§ **WHAT THE TASK ASKS**:
Reproduce the data starting at the line that contains "segment white ceramic mug, all instances" and ending at the last line of the data, offsetting every coordinate in the answers by 33. Omit the pictures from your output.

# # # #

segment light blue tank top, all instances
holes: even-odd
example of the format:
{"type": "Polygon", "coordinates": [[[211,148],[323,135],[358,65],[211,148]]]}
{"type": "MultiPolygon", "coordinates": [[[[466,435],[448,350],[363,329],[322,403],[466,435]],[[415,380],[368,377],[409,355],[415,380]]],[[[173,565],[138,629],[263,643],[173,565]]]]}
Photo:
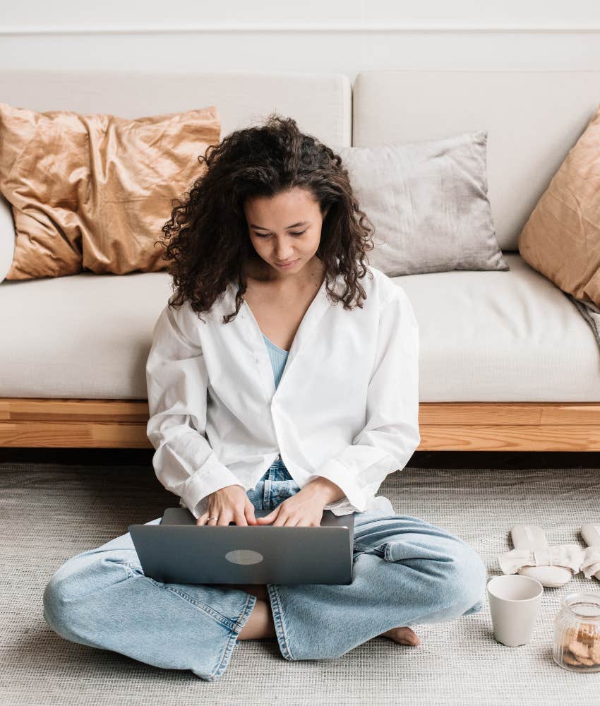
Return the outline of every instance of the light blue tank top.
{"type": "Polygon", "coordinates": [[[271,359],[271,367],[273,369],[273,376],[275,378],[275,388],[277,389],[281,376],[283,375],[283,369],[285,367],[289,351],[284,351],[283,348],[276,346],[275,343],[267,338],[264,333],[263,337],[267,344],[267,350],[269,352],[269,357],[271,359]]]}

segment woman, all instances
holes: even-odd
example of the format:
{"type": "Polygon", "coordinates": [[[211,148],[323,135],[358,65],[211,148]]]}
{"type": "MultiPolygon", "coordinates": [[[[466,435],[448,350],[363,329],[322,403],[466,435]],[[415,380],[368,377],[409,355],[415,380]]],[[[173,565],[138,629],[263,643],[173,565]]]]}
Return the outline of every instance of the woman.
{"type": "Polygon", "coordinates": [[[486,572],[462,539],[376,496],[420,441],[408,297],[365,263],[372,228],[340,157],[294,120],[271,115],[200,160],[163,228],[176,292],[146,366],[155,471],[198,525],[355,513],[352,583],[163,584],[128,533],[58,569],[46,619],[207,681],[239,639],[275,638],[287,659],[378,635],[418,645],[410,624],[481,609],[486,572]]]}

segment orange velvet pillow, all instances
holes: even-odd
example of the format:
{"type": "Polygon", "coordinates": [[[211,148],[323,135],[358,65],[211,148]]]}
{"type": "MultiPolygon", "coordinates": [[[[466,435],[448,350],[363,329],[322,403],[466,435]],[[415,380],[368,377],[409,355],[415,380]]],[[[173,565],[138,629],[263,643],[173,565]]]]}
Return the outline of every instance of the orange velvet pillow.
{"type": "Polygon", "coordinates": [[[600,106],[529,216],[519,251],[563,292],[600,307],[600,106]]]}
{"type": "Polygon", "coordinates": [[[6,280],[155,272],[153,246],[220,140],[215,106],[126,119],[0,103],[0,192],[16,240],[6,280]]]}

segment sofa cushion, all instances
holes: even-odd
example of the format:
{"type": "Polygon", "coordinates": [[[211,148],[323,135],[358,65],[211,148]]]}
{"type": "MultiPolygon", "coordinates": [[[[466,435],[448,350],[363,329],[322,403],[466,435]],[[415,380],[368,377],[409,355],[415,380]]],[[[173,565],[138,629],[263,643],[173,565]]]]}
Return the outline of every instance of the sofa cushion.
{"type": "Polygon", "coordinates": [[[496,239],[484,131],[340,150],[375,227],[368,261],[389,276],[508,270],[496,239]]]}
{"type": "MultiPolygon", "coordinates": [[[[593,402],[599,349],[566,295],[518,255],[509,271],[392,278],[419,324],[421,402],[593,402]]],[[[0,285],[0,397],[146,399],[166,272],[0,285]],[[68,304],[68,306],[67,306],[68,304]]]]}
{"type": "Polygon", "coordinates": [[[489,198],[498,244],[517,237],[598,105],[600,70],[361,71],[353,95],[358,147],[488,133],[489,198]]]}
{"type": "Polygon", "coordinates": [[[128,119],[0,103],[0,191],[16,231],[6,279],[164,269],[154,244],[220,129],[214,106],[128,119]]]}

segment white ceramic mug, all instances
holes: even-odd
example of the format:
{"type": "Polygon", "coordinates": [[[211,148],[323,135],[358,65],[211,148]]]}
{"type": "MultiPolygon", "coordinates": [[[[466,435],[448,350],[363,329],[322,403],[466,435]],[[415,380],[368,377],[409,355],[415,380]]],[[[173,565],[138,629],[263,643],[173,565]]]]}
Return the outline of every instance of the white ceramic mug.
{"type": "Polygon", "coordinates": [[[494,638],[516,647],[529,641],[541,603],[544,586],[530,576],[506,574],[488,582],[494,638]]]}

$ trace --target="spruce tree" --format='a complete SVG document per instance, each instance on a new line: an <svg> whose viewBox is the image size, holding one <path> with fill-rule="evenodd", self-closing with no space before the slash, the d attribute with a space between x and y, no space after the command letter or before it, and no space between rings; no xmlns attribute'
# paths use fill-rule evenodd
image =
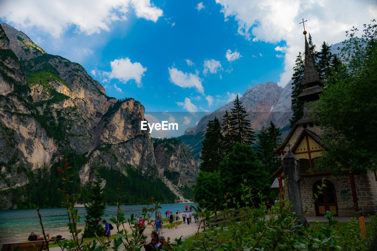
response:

# # # #

§ **ANSWER BELOW**:
segment white ceramic mug, all instances
holes: even-odd
example of the format:
{"type": "Polygon", "coordinates": [[[211,148],[323,135],[358,65],[211,148]]]}
{"type": "MultiPolygon", "coordinates": [[[[466,435],[448,350],[363,329],[322,403],[466,435]],[[415,380],[368,377],[409,355],[415,380]]],[[[173,565],[138,629],[263,643],[173,565]]]]}
Return the outline of every instance of the white ceramic mug.
{"type": "Polygon", "coordinates": [[[527,671],[549,680],[562,674],[574,636],[577,619],[563,609],[539,607],[521,615],[527,671]]]}

$ trace --target="spruce tree" --format='a complete SVG document per instance, each instance on a new line: an <svg> whose viewBox is the image size, holding one <path> with fill-rule="evenodd", self-closing with no space before the slash, the d attribute with a space between x and y, no space after the command letter or before it, and no space between rings; no xmlns attribute'
# paths use fill-rule evenodd
image =
response:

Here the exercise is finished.